#### DATA TO PROCESS ####
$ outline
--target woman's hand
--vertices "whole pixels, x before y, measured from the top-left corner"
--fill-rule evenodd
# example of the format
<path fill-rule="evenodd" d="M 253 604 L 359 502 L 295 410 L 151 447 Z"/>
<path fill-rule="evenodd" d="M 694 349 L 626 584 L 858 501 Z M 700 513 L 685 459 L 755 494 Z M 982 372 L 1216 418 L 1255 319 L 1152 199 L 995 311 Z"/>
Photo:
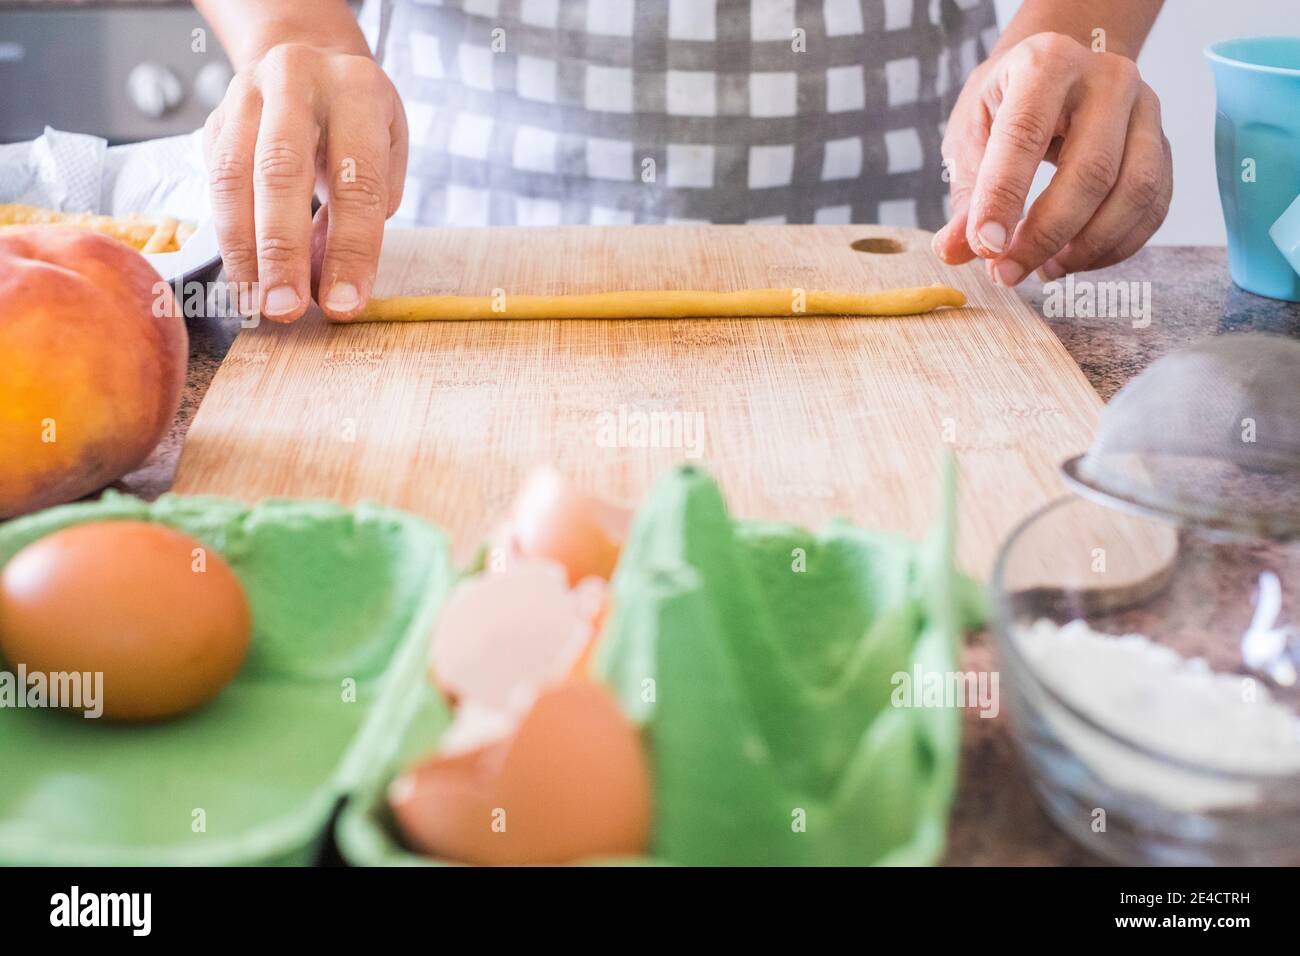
####
** WHAT IS REQUIRED **
Would you copy out every line of the data above exactly, minus the pictures?

** ANSWER **
$ outline
--target woman's hand
--vertices "whole pixels, x before y, measured from the top-left corner"
--fill-rule evenodd
# example of the format
<path fill-rule="evenodd" d="M 253 604 L 359 502 L 295 410 L 151 447 Z"/>
<path fill-rule="evenodd" d="M 694 349 L 626 584 L 858 501 Z M 700 513 L 685 459 L 755 494 Z M 982 372 L 1216 418 L 1255 319 L 1152 199 L 995 311 Z"/>
Photo:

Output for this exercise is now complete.